La pandemia ha sido, como fenómeno global, imprevisible e inevitable. Los Estados no estaban preparados, ni tampoco las instituciones, ni nosotros mismos. Y, en esas circunstancias, se hace lo que se puede. Al menos de principio. Pero el tiempo ha ido pasando, como también la oportunidad de afrontar las cuestiones importantes sin la presión de la urgencia incontenible. Ahí es cuando siento que ha fallado toda la normalidad legislativa, enterrada en una excepcionalidad continuada que, justificada o no, hemos acabado asumiendo como normal. En un principio, las medidas extraordinarias eran las únicas posibles, pero no se han afrontado esas circunstancias de un modo general, creando leyes básicas, sólidas, que fueran cubriendo todos los huecos creados por la crisis. Se ha optado por consagrar el estado de excepción como una «nueva normalidad» que lo es ya, normalidad, porque la hemos acabado aceptando como tal.

Datos de localización de objetos mediante lenguaje natural:
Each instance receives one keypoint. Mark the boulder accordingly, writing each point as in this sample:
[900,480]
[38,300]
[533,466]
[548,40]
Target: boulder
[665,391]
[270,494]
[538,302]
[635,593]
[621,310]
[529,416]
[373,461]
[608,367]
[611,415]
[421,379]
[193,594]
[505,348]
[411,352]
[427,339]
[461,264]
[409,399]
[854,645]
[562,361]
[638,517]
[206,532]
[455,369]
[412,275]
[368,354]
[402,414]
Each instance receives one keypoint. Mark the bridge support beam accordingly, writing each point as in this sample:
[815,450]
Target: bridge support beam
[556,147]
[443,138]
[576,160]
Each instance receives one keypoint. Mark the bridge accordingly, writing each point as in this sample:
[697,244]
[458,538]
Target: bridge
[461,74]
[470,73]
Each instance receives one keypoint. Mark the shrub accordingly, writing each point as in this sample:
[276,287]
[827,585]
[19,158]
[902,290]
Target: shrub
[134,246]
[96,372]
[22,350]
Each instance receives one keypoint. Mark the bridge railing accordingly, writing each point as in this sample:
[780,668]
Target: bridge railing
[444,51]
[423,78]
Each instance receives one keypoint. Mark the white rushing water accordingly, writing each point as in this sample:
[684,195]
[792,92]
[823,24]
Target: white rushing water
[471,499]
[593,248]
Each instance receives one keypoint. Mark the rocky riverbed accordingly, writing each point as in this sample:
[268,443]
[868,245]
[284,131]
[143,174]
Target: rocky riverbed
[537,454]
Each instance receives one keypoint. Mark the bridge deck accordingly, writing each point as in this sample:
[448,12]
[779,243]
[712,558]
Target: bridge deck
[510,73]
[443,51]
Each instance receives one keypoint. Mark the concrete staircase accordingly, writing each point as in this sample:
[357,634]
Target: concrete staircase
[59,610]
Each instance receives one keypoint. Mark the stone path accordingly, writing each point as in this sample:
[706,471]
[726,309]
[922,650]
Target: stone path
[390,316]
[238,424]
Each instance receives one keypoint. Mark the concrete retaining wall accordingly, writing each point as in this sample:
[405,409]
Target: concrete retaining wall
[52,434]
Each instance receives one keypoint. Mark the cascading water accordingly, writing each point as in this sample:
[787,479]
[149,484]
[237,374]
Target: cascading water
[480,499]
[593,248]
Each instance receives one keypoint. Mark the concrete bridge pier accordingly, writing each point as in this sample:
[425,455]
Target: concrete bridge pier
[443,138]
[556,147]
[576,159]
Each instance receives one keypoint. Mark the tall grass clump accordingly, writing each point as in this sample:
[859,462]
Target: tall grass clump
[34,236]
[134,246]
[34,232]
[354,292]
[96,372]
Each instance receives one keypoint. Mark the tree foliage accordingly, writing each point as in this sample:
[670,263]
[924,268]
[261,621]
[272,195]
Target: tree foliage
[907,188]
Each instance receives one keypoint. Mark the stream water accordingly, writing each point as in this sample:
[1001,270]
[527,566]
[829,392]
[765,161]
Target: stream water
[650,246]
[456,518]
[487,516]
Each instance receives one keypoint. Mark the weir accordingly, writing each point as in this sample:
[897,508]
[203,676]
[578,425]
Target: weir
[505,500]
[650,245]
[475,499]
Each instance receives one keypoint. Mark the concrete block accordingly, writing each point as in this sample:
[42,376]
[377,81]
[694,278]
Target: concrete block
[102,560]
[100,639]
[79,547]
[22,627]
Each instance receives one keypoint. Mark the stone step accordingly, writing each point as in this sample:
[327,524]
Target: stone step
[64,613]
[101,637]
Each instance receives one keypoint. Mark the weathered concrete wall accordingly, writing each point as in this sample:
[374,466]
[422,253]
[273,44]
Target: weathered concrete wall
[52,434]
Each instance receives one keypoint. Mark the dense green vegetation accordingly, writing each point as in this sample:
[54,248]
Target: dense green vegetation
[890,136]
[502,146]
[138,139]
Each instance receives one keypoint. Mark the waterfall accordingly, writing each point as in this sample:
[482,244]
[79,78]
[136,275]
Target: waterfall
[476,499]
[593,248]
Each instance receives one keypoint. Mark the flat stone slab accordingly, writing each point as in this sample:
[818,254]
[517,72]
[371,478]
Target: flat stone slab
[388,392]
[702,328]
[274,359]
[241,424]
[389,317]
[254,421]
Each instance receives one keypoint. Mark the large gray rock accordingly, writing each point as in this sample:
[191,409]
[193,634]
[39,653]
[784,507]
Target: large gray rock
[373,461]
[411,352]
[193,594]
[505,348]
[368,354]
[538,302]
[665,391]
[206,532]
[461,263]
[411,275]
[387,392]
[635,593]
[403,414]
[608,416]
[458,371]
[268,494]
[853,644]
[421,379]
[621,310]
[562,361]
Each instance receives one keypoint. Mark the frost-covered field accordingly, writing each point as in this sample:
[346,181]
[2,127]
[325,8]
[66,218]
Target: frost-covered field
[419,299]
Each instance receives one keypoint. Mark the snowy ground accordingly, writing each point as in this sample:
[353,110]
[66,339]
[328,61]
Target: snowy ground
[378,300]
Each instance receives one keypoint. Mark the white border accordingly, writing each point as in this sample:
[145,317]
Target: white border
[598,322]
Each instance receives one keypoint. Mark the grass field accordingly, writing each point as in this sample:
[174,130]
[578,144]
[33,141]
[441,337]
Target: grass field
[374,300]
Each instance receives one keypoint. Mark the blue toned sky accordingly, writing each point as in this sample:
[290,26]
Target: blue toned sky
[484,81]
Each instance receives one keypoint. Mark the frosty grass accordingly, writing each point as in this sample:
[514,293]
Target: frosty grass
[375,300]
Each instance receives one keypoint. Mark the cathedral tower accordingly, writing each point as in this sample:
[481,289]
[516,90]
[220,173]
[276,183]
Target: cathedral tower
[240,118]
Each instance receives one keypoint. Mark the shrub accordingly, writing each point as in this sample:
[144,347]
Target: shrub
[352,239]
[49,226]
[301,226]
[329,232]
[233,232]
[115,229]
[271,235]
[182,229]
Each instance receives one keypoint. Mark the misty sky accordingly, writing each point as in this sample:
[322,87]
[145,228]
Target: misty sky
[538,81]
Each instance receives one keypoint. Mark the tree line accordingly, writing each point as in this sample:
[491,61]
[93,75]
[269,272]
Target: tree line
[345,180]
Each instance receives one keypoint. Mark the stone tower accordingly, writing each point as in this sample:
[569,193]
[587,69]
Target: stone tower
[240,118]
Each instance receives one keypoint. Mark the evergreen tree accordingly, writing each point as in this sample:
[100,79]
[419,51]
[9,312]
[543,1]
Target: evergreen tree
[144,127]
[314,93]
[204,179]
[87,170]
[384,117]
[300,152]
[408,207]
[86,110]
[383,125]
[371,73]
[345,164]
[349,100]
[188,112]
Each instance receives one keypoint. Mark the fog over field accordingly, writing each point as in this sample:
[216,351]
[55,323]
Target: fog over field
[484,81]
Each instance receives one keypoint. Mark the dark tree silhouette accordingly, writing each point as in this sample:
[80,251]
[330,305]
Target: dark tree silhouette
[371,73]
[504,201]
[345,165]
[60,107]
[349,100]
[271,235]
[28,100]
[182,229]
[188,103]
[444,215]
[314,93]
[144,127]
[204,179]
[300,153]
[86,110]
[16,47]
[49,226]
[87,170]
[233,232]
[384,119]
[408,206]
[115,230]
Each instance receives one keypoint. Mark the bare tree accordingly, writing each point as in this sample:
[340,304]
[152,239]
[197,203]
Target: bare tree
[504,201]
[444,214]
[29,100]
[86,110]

◆ Pruébelo ◆
Prosiga el texto sobre la pandemia y la excepcionalidad legislativa a partir de su última frase.

◆ Sección de respuesta ◆
¿Pueden creer que, a día de hoy, ni siquiera es claro sin son válidas las sanciones impuestas por incumplir las restricciones del estado de alarma? Como varias sentencias ya han señalado, el Real Decreto que acuerda el estado de alarma no acuerda infracciones y sanciones propias, sino que se remite a otras leyes (que no recogen como infracciones supuestos tan nuevos y específicos como incumplir el toque de queda, o no vestir mascarilla). Puede ser una cuestión discutible, pero ese es precisamente el problema: algo que se supone vital, que ha supuesto miles de sanciones, y que podrían resultar todas nulas (con el coste material y de legitimidad de la norma que eso supone). Lo peor es que, con tres artículos más que se hubieran introducido en el Real Decreto, o en cualquiera posterior, habría bastado para solucionarlo. Menos de una hora de trabajo. Se hizo mal, no se corrigió, y sigue así. Y a nadie parece importarle. Puede ser este un supuesto pequeño, menor al lado de otros muchos, pero es un gran ejemplo de cómo se han hecho las cosas.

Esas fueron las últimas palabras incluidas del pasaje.